====== Aangeleverd materiaal ======
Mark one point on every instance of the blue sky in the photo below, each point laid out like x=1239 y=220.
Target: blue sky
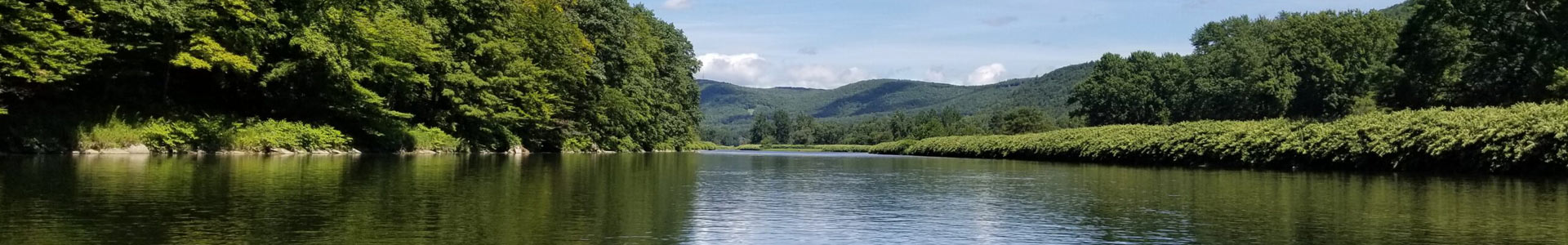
x=833 y=42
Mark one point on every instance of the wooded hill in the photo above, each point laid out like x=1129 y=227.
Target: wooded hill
x=729 y=107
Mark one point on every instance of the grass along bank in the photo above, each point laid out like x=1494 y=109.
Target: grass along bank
x=218 y=134
x=828 y=148
x=1520 y=139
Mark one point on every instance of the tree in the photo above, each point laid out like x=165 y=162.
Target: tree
x=1136 y=90
x=1463 y=52
x=1022 y=120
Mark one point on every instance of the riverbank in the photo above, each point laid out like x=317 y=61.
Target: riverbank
x=245 y=136
x=1521 y=139
x=828 y=148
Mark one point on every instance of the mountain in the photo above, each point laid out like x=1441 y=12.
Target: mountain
x=729 y=107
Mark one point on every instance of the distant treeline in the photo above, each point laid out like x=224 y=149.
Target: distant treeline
x=1330 y=65
x=496 y=74
x=783 y=127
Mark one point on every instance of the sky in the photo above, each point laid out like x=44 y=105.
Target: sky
x=833 y=42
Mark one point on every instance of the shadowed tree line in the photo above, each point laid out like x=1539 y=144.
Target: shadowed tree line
x=1336 y=63
x=545 y=74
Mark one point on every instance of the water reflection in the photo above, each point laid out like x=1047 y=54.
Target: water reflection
x=345 y=200
x=745 y=198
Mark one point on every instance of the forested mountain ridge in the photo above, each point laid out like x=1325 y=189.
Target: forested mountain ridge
x=729 y=107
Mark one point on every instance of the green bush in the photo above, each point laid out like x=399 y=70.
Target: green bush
x=891 y=146
x=835 y=148
x=165 y=136
x=703 y=146
x=843 y=148
x=1520 y=139
x=269 y=136
x=112 y=134
x=430 y=139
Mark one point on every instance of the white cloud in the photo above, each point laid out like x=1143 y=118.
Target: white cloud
x=742 y=69
x=1000 y=20
x=678 y=3
x=935 y=74
x=816 y=76
x=987 y=74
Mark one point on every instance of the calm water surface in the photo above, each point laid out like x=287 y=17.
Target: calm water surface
x=745 y=198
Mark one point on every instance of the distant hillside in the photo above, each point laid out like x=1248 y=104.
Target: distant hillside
x=729 y=107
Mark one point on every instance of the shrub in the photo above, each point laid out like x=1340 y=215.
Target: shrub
x=430 y=139
x=1520 y=139
x=165 y=136
x=703 y=146
x=267 y=136
x=891 y=146
x=844 y=148
x=112 y=134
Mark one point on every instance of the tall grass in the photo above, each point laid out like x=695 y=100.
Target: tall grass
x=211 y=134
x=1520 y=139
x=430 y=139
x=833 y=148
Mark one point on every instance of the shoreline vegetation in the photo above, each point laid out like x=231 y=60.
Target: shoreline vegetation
x=225 y=136
x=1526 y=139
x=325 y=76
x=826 y=148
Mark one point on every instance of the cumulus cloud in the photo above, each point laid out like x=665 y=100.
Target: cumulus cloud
x=816 y=76
x=987 y=74
x=678 y=3
x=935 y=74
x=1000 y=20
x=742 y=69
x=808 y=51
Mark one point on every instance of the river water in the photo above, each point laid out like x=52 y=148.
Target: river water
x=725 y=197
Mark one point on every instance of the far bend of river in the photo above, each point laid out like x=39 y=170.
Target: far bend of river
x=745 y=198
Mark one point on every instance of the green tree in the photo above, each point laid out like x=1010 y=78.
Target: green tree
x=1022 y=120
x=1462 y=52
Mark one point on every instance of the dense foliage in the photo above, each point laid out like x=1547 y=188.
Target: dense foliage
x=1468 y=52
x=1313 y=65
x=783 y=127
x=494 y=74
x=828 y=148
x=1520 y=139
x=1329 y=65
x=728 y=109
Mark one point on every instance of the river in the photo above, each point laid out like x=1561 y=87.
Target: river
x=726 y=197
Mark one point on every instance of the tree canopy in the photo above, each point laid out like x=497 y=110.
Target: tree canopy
x=546 y=74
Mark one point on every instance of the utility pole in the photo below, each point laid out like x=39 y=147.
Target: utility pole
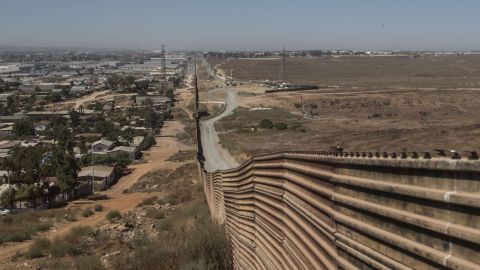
x=284 y=64
x=93 y=174
x=301 y=103
x=164 y=62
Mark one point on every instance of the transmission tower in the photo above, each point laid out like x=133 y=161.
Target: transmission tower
x=284 y=64
x=164 y=62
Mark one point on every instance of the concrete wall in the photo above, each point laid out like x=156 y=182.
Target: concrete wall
x=344 y=211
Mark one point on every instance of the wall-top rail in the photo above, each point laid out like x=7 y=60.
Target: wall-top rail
x=351 y=210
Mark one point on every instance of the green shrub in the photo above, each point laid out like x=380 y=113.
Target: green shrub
x=8 y=219
x=114 y=214
x=88 y=212
x=70 y=217
x=281 y=126
x=266 y=124
x=88 y=262
x=16 y=256
x=155 y=213
x=148 y=201
x=43 y=227
x=38 y=248
x=61 y=248
x=170 y=199
x=78 y=232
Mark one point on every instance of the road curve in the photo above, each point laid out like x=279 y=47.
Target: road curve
x=216 y=157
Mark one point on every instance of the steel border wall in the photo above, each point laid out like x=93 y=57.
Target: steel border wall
x=331 y=210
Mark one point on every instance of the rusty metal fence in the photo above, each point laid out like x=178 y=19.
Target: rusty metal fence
x=349 y=211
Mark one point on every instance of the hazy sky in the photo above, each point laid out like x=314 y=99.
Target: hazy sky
x=243 y=24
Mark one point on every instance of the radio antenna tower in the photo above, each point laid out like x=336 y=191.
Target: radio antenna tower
x=284 y=64
x=164 y=62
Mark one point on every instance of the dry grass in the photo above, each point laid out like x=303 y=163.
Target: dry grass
x=439 y=71
x=357 y=120
x=25 y=225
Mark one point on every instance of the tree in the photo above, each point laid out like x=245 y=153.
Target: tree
x=23 y=128
x=149 y=141
x=55 y=97
x=26 y=165
x=74 y=118
x=152 y=118
x=7 y=198
x=266 y=124
x=280 y=126
x=30 y=193
x=147 y=102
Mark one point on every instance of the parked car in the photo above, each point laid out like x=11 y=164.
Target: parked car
x=127 y=172
x=4 y=212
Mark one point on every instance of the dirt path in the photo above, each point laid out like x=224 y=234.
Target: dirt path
x=216 y=157
x=167 y=145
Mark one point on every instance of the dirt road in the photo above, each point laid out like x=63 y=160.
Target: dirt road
x=167 y=145
x=216 y=157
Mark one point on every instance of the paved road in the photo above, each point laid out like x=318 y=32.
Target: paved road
x=216 y=157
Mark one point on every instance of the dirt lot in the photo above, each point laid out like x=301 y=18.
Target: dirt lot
x=400 y=71
x=370 y=121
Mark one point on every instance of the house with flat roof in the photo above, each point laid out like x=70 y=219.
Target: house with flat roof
x=102 y=146
x=132 y=151
x=102 y=176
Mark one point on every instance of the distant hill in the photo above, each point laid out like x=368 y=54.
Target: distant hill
x=9 y=48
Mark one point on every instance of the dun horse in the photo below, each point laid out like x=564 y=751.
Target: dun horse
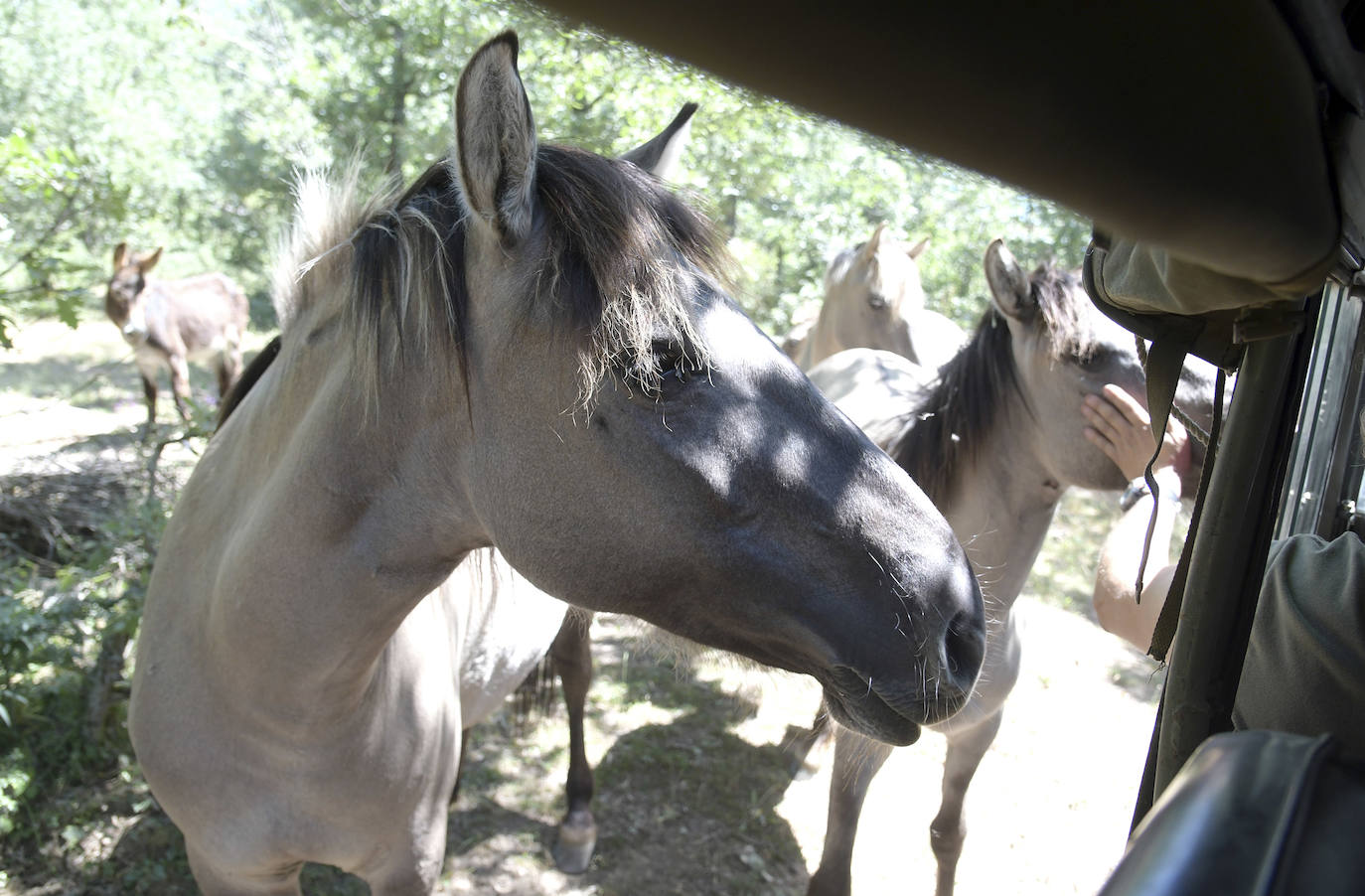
x=530 y=350
x=995 y=441
x=168 y=323
x=874 y=299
======
▸ **Opdracht**
Zet het volledige materiaal hierboven in een Markdown-tabel met de kolommen Nr en Regel, met één genummerde rij per regel. Sla lege regels over en laat de afbeeldingen weg.

▸ **Resultaat**
| Nr | Regel |
|---|---|
| 1 | Mark one point on every instance of the blue sky in the photo below, each point laid out like x=1239 y=220. |
| 2 | Target: blue sky |
| 3 | x=833 y=42 |
| 4 | Mark one point on every instance of the wooded hill in the photo above, each point laid out like x=1129 y=227. |
| 5 | Target: wooded hill |
| 6 | x=729 y=107 |
| 7 | Mark one point on every instance of the grass along bank in the photo above, each point laid out like x=1494 y=109. |
| 8 | Target: grass along bank |
| 9 | x=218 y=134 |
| 10 | x=828 y=148 |
| 11 | x=1520 y=139 |
| 12 | Mark one point on every instance of the tree in the photo above, each point laid out like x=165 y=162. |
| 13 | Target: tree |
| 14 | x=1136 y=90 |
| 15 | x=1463 y=52 |
| 16 | x=1022 y=120 |
| 17 | Mark one point on every instance of the riverbank in the photo above, each point laid out like x=317 y=61. |
| 18 | Target: riverbank |
| 19 | x=245 y=136 |
| 20 | x=1521 y=139 |
| 21 | x=828 y=148 |
| 22 | Mark one point on every instance of the mountain in the photo above, each point laid out like x=1441 y=12. |
| 23 | Target: mountain |
| 24 | x=729 y=107 |
| 25 | Mark one point on every instance of the distant treeline in the photo above, each point laid out like x=224 y=149. |
| 26 | Target: distant treeline |
| 27 | x=1330 y=65 |
| 28 | x=496 y=74 |
| 29 | x=783 y=127 |
| 30 | Mark one point on every instance of the sky in the photo above, each point laid out like x=44 y=105. |
| 31 | Target: sky |
| 32 | x=833 y=42 |
| 33 | Mark one point on every instance of the shadowed tree line in the photo above, each point laid out like x=1539 y=144. |
| 34 | Target: shadowed tree line |
| 35 | x=1336 y=63 |
| 36 | x=545 y=74 |
| 37 | Mark one point on every instance of the water reflection in the photo above, each point laid out like x=1047 y=54. |
| 38 | Target: water reflection |
| 39 | x=345 y=200 |
| 40 | x=745 y=198 |
| 41 | Mark one point on every instance of the forested mountain ridge in the photo above, each point laid out like x=1325 y=189. |
| 42 | Target: forested mountain ridge |
| 43 | x=729 y=107 |
| 44 | Mark one point on every instance of the green bush in the photo above, each point laid out like x=399 y=70. |
| 45 | Target: green bush |
| 46 | x=891 y=146 |
| 47 | x=835 y=148 |
| 48 | x=165 y=136 |
| 49 | x=703 y=146 |
| 50 | x=843 y=148 |
| 51 | x=1520 y=139 |
| 52 | x=269 y=136 |
| 53 | x=112 y=134 |
| 54 | x=430 y=139 |
| 55 | Mark one point on every instance of the white cloud in the photo above, each point laid out like x=1143 y=118. |
| 56 | Target: white cloud |
| 57 | x=742 y=69 |
| 58 | x=1000 y=20 |
| 59 | x=678 y=3 |
| 60 | x=935 y=74 |
| 61 | x=816 y=76 |
| 62 | x=987 y=74 |
| 63 | Mark one point on every instance of the calm water surface in the photo above, each point laid out like x=287 y=17. |
| 64 | Target: calm water surface |
| 65 | x=745 y=198 |
| 66 | Mark one point on every instance of the distant hillside in the photo above, each point laid out like x=1248 y=104. |
| 67 | Target: distant hillside |
| 68 | x=729 y=107 |
| 69 | Mark one point on every instance of the shrub in the photo above, each point laid out like x=1340 y=215. |
| 70 | Target: shrub |
| 71 | x=430 y=139 |
| 72 | x=1520 y=139 |
| 73 | x=165 y=136 |
| 74 | x=703 y=146 |
| 75 | x=267 y=136 |
| 76 | x=891 y=146 |
| 77 | x=844 y=148 |
| 78 | x=112 y=134 |
| 79 | Mark one point on every instance of the tall grass in the photo above, each point laid out like x=695 y=100. |
| 80 | Target: tall grass |
| 81 | x=211 y=134 |
| 82 | x=1520 y=139 |
| 83 | x=430 y=139 |
| 84 | x=833 y=148 |
| 85 | Mark one point on every instance of the shoreline vegetation in the photo above, each point laid out like x=231 y=60. |
| 86 | Target: shoreline vegetation |
| 87 | x=225 y=136 |
| 88 | x=1526 y=139 |
| 89 | x=325 y=76 |
| 90 | x=826 y=148 |
| 91 | Mark one point on every instance of the cumulus cloud in the photo above, each point laid out like x=665 y=100. |
| 92 | Target: cumulus cloud |
| 93 | x=816 y=76 |
| 94 | x=987 y=74 |
| 95 | x=678 y=3 |
| 96 | x=935 y=74 |
| 97 | x=1000 y=20 |
| 98 | x=742 y=69 |
| 99 | x=808 y=51 |
| 100 | Mark one point on every instance of the river water in the photo above, each point laid out like x=52 y=148. |
| 101 | Target: river water |
| 102 | x=725 y=197 |
| 103 | Mark one point on every instance of the far bend of river in the photo above, each point laid out like x=39 y=170. |
| 104 | Target: far bend of river |
| 105 | x=745 y=198 |
| 106 | Mark one point on every instance of the green tree in the photo above, each point laid out like x=1010 y=78. |
| 107 | Target: green tree |
| 108 | x=1022 y=120 |
| 109 | x=1462 y=52 |
| 110 | Mark one point on every instance of the dense foliage in the photo above, each point laid out like x=1547 y=188. |
| 111 | Target: dense foliage |
| 112 | x=1468 y=52 |
| 113 | x=1313 y=65 |
| 114 | x=783 y=127 |
| 115 | x=494 y=74 |
| 116 | x=828 y=148 |
| 117 | x=1520 y=139 |
| 118 | x=1329 y=65 |
| 119 | x=728 y=109 |
| 120 | Mark one point on every instance of the river in the photo above, each point laid out like x=1561 y=87. |
| 121 | Target: river |
| 122 | x=726 y=197 |
| 123 | Mark one point on every instance of the tree canopy in the photo above, each point laid out like x=497 y=110. |
| 124 | Target: tree canopy |
| 125 | x=546 y=74 |
| 126 | Mark one point on every instance of the utility pole in the photo below, each point laid out like x=39 y=147. |
| 127 | Target: utility pole |
| 128 | x=284 y=64 |
| 129 | x=93 y=174 |
| 130 | x=301 y=103 |
| 131 | x=164 y=62 |
| 132 | Mark one point on every instance of the transmission tower in the photo above, each point laid out like x=133 y=161. |
| 133 | Target: transmission tower |
| 134 | x=284 y=64 |
| 135 | x=164 y=62 |
| 136 | Mark one point on every instance of the concrete wall in the photo above, each point laid out like x=156 y=182. |
| 137 | Target: concrete wall |
| 138 | x=344 y=211 |
| 139 | Mark one point on every instance of the wall-top rail in the photo above, each point laid out like x=7 y=60. |
| 140 | Target: wall-top rail |
| 141 | x=351 y=210 |
| 142 | Mark one point on every instance of the green shrub in the photo above, each point laid out like x=380 y=113. |
| 143 | Target: green shrub |
| 144 | x=8 y=219 |
| 145 | x=114 y=214 |
| 146 | x=88 y=212 |
| 147 | x=70 y=217 |
| 148 | x=281 y=126 |
| 149 | x=266 y=124 |
| 150 | x=88 y=262 |
| 151 | x=16 y=256 |
| 152 | x=155 y=213 |
| 153 | x=148 y=201 |
| 154 | x=43 y=227 |
| 155 | x=38 y=248 |
| 156 | x=61 y=248 |
| 157 | x=170 y=199 |
| 158 | x=78 y=232 |
| 159 | Mark one point on every instance of the road curve in the photo above, each point laid out like x=279 y=47. |
| 160 | Target: road curve |
| 161 | x=216 y=157 |
| 162 | Mark one point on every instance of the steel border wall in the photo above, each point laid out like x=93 y=57. |
| 163 | Target: steel border wall |
| 164 | x=331 y=210 |
| 165 | Mark one point on every instance of the rusty metal fence in the photo above, each point laid out like x=178 y=19. |
| 166 | Target: rusty metal fence |
| 167 | x=349 y=211 |
| 168 | Mark one point on every instance of the hazy sky in the photo above, each point laid out like x=314 y=99. |
| 169 | Target: hazy sky |
| 170 | x=243 y=24 |
| 171 | Mark one point on every instance of the radio antenna tower in the photo above, each point laid out like x=336 y=191. |
| 172 | Target: radio antenna tower |
| 173 | x=284 y=64 |
| 174 | x=164 y=62 |
| 175 | Mark one point on every instance of the dry grass in the photo above, each point laid out like x=303 y=163. |
| 176 | Target: dry grass |
| 177 | x=439 y=71 |
| 178 | x=357 y=120 |
| 179 | x=25 y=225 |
| 180 | Mark one point on every instance of the tree in the photo above, each point laid out like x=245 y=153. |
| 181 | Target: tree |
| 182 | x=23 y=128 |
| 183 | x=149 y=141 |
| 184 | x=55 y=97 |
| 185 | x=26 y=165 |
| 186 | x=74 y=118 |
| 187 | x=152 y=118 |
| 188 | x=7 y=198 |
| 189 | x=266 y=124 |
| 190 | x=280 y=126 |
| 191 | x=30 y=193 |
| 192 | x=147 y=102 |
| 193 | Mark one point on every instance of the parked car in the photo above, each point laid out like x=11 y=164. |
| 194 | Target: parked car |
| 195 | x=127 y=172 |
| 196 | x=4 y=212 |
| 197 | Mark one point on every instance of the dirt path in the photo above, each point laid out like x=224 y=234. |
| 198 | Target: dirt path |
| 199 | x=216 y=157 |
| 200 | x=167 y=145 |
| 201 | Mark one point on every instance of the dirt road in the photo above, each point laid out like x=63 y=160. |
| 202 | Target: dirt road |
| 203 | x=167 y=145 |
| 204 | x=216 y=157 |
| 205 | Mark one point on every instance of the paved road in the photo above, each point laid out like x=318 y=32. |
| 206 | Target: paved road |
| 207 | x=216 y=157 |
| 208 | Mark one point on every instance of the dirt lot in the photo above, each point laid out like x=301 y=18. |
| 209 | Target: dirt lot |
| 210 | x=400 y=71 |
| 211 | x=370 y=121 |
| 212 | Mark one point on every instance of the house with flat roof in the photo above, each point laid out like x=70 y=219. |
| 213 | Target: house with flat roof |
| 214 | x=102 y=146 |
| 215 | x=132 y=151 |
| 216 | x=102 y=176 |
| 217 | Mark one point on every instance of the distant hill in the photo above, each point laid out like x=368 y=54. |
| 218 | Target: distant hill |
| 219 | x=9 y=48 |
| 220 | Mark one point on every instance of the dun horse in the photo below, each point laid out like x=564 y=751. |
| 221 | Target: dun horse |
| 222 | x=530 y=350 |
| 223 | x=995 y=441 |
| 224 | x=168 y=323 |
| 225 | x=874 y=299 |